• _Document_

>>>>>

Le Centre de gestion et d'études AGS de [Localité 3] n'a pas comparu.

SUR CE, LA COUR ;

La cour renvoie expressément, pour plus ample exposé des prétentions et moyens des parties, aux conclusions déposées sur le RPVA par la société S.E.L.A.R.L Voinot et Associés Mandataires Judiciaires, en qualité de mandataire judiciaire de l'association Lycée Professionnel et Technologique Frassati, le 07 mars 2023, et par Mme [W] [X] le 05 juin 2023.

- Sur la procédure de licenciement.

- Sur la qualité du signataire de la lettre de licenciement.

Mme [W] [X] expose que d'une part l'authenticité de la signature du président figurant sur le'pouvoir' donné au directeur pour procéder au licenciement est douteuse, et d'autre part que, conformément aux dispositions de l'article L 5425-8 du code du travail, le signataire de la lettre de licenciement, qui avait été licencié, ne pouvait exercer les mêmes fonctions en qualité de bénévole.

Sur le premier point, l'association Lycée Professionnel et Technologique Frassati apporte au dossier (pièce n° 31 de son dossier) un pouvoir donné le 27 avril 2020 par M. [M] [Z], président de l'association, à M. [E] [B], directeur de l'association, pour 'prendre en charge et mettre en oeuvre les procédures de licenciement économique qui sont envisagées'.

Ce pouvoir est accompagné d'une copie de la carte d'identité du président, dont la signature est similaire à celle figurant sur ce document.

Sur le second point, les dispositions de l'article L 5425-8 du code du travail n'ont pas pour effet de rendre irrégulières ou nulles les décisions prises par le représentant bénévole sur délégation régulière du représentant de la structure qui est son ancien employeur.

<<<<<

• _Lignes de données_
>>>>>

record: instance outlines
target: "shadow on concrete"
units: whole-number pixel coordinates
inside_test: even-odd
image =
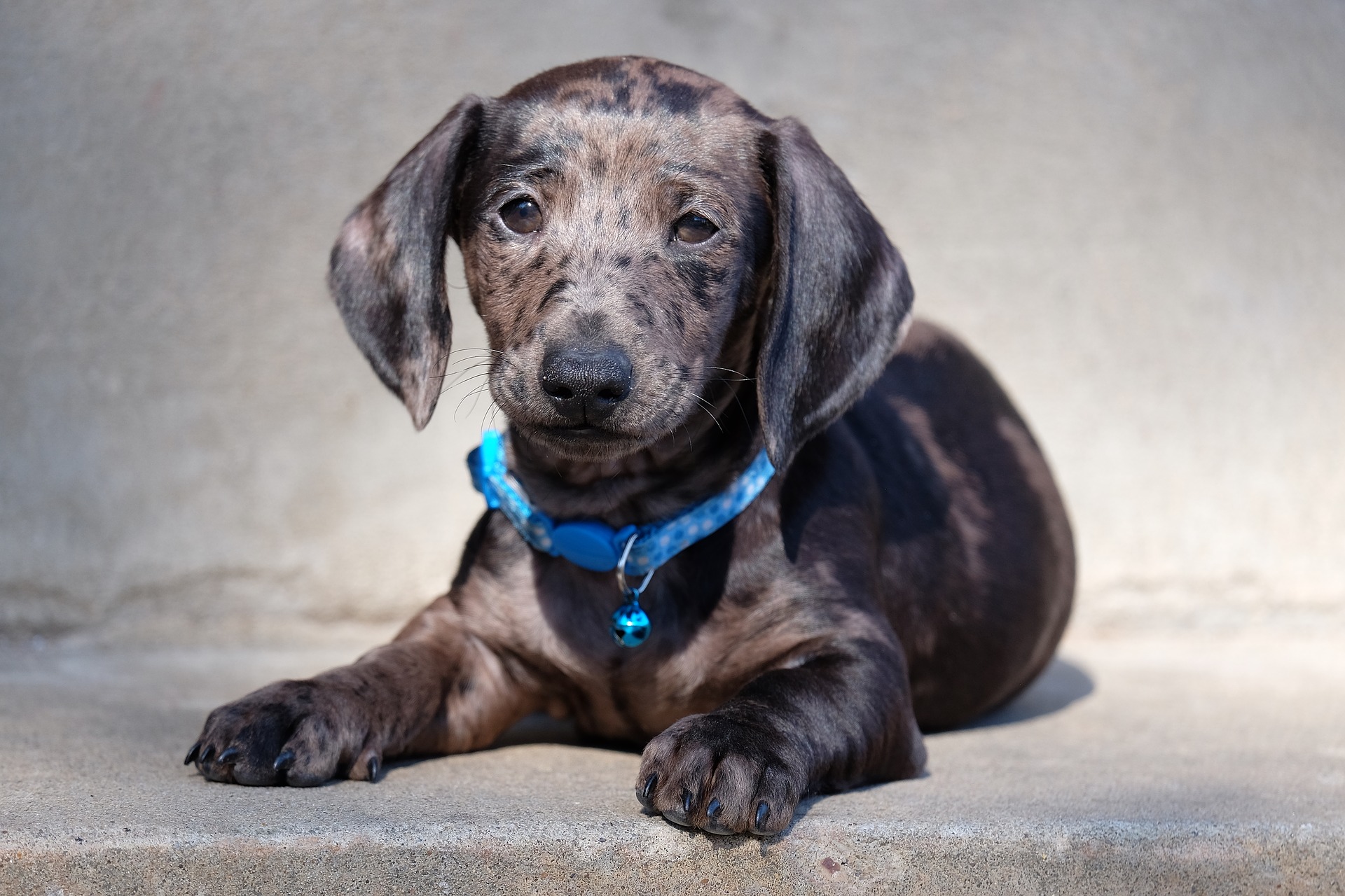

<<<<<

• _Consigne_
Extrayez le document sur le licenciement en entier, mot pour mot et sans aucune modification. Ces données proviennent d'une autre source que le document.

• _Corrigé_
Le Centre de gestion et d'études AGS de [Localité 3] n'a pas comparu.

SUR CE, LA COUR ;

La cour renvoie expressément, pour plus ample exposé des prétentions et moyens des parties, aux conclusions déposées sur le RPVA par la société S.E.L.A.R.L Voinot et Associés Mandataires Judiciaires, en qualité de mandataire judiciaire de l'association Lycée Professionnel et Technologique Frassati, le 07 mars 2023, et par Mme [W] [X] le 05 juin 2023.

- Sur la procédure de licenciement.

- Sur la qualité du signataire de la lettre de licenciement.

Mme [W] [X] expose que d'une part l'authenticité de la signature du président figurant sur le'pouvoir' donné au directeur pour procéder au licenciement est douteuse, et d'autre part que, conformément aux dispositions de l'article L 5425-8 du code du travail, le signataire de la lettre de licenciement, qui avait été licencié, ne pouvait exercer les mêmes fonctions en qualité de bénévole.

Sur le premier point, l'association Lycée Professionnel et Technologique Frassati apporte au dossier (pièce n° 31 de son dossier) un pouvoir donné le 27 avril 2020 par M. [M] [Z], président de l'association, à M. [E] [B], directeur de l'association, pour 'prendre en charge et mettre en oeuvre les procédures de licenciement économique qui sont envisagées'.

Ce pouvoir est accompagné d'une copie de la carte d'identité du président, dont la signature est similaire à celle figurant sur ce document.

Sur le second point, les dispositions de l'article L 5425-8 du code du travail n'ont pas pour effet de rendre irrégulières ou nulles les décisions prises par le représentant bénévole sur délégation régulière du représentant de la structure qui est son ancien employeur.